■ Bounding box annotation entries:
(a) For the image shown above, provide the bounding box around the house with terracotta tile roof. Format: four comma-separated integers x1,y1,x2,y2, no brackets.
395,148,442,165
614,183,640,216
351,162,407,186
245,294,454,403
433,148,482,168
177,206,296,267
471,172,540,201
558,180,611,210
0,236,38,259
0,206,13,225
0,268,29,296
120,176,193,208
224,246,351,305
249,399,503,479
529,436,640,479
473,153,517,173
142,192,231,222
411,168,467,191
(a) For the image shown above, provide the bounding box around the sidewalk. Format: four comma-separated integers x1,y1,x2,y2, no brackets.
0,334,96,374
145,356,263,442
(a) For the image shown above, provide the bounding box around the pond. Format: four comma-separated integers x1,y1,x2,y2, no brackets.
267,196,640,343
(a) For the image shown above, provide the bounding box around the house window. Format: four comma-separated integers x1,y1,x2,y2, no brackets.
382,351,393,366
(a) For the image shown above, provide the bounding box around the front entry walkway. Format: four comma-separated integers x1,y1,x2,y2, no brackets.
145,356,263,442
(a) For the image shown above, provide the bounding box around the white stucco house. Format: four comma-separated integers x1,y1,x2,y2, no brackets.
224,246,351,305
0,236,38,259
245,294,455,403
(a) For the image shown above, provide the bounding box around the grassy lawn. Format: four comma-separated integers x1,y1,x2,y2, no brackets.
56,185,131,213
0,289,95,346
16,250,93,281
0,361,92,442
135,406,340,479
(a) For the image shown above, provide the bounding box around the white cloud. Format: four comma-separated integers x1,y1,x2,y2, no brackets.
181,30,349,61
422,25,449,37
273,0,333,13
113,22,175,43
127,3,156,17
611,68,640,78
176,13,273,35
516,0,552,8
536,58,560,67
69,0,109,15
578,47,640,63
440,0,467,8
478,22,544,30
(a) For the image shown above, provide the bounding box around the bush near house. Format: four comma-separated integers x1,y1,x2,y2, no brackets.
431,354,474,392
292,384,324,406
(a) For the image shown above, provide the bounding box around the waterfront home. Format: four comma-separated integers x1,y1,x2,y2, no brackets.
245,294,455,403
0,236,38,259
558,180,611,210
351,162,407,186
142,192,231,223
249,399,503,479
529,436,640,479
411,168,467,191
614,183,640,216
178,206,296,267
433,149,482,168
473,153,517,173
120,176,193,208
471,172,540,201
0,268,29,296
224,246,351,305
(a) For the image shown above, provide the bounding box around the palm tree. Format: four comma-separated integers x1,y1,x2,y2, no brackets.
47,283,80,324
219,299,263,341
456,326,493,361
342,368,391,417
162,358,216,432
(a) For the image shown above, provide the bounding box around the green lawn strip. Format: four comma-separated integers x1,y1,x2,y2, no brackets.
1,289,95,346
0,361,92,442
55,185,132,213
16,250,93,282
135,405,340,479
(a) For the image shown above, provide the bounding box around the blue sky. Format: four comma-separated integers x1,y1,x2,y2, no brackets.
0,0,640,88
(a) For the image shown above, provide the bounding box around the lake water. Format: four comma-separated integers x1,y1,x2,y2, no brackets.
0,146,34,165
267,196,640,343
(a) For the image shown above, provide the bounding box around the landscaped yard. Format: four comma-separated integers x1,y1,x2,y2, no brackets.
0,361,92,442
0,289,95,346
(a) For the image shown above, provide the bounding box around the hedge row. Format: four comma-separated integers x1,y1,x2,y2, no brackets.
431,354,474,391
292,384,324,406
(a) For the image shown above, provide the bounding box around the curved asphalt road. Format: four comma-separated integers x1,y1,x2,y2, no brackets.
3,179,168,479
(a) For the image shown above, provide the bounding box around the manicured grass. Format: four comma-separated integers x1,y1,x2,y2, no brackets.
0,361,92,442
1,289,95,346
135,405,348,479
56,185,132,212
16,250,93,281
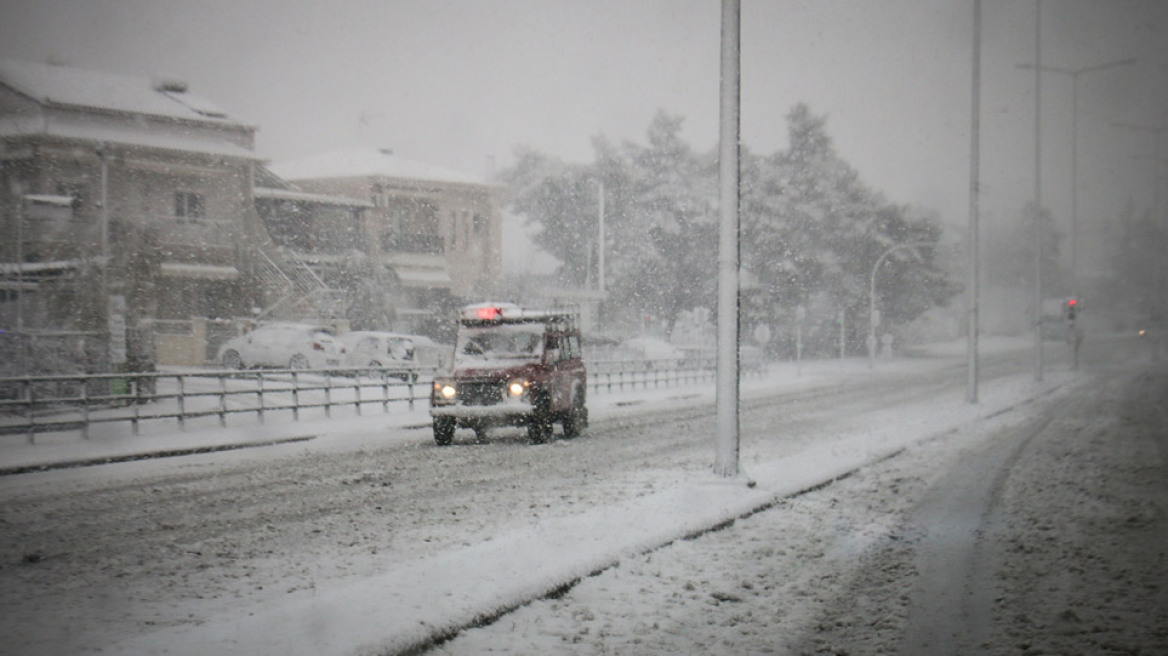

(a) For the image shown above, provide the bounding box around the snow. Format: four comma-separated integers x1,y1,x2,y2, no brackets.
269,147,486,184
0,58,238,125
4,333,1144,654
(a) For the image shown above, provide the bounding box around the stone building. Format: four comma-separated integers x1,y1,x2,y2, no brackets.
0,60,502,368
0,60,265,369
265,148,502,334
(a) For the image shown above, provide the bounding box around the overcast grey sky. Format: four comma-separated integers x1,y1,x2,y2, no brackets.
0,0,1168,268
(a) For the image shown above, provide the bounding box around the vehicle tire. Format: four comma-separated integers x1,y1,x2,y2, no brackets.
223,349,243,369
434,417,454,446
563,392,588,438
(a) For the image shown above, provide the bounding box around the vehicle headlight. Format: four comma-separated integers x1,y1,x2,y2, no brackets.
507,378,530,397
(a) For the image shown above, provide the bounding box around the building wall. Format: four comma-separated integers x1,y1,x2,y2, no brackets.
297,176,502,299
0,93,266,364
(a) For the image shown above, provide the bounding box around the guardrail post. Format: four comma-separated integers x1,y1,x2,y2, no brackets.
256,371,264,424
81,378,89,440
130,378,142,435
218,376,227,428
325,374,333,419
292,371,300,421
178,374,187,431
25,378,36,445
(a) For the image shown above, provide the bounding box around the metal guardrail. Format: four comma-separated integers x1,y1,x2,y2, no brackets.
0,358,765,444
0,368,433,444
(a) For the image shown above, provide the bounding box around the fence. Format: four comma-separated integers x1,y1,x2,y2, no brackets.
0,360,763,444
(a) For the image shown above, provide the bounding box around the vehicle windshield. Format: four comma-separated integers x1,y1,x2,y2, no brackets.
454,323,543,365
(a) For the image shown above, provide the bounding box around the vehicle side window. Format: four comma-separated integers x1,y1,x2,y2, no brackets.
545,335,564,363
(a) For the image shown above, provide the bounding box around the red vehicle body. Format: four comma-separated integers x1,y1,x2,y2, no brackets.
430,303,588,446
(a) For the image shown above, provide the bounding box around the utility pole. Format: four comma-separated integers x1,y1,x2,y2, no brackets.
1112,123,1168,362
1034,0,1042,383
714,0,742,479
965,0,981,403
1018,57,1135,298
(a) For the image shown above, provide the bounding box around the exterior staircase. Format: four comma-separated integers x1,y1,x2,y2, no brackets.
255,249,346,321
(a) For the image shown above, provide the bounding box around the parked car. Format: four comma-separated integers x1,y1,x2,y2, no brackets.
430,303,588,446
338,330,452,381
217,323,343,369
613,337,686,369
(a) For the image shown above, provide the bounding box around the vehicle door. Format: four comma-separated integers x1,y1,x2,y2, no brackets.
544,333,572,412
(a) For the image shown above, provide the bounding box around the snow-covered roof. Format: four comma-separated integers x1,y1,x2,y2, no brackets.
0,117,260,160
252,187,373,208
0,58,242,125
267,147,486,184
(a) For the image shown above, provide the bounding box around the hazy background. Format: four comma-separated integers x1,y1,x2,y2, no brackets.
0,0,1168,273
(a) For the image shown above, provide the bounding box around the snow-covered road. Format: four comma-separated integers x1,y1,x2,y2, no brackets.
0,333,1164,654
433,345,1168,656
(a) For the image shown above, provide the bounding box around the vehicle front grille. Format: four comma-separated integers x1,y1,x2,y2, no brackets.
458,383,503,405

■ REQUIRED TASK:
In the part of the listing that opens with the line containing "around the building" and closes with the line containing "0,93,266,364", substitute "exterior wall" for "building wall" and write out those lines with nothing else changed.

■ RESULT FOR THIS EXERCISE:
(a) For the image shown above, provide the bounding box around the exterior wall. Format: four comma-separated integers x1,y1,x2,y2, no brackets.
297,176,502,299
0,93,266,364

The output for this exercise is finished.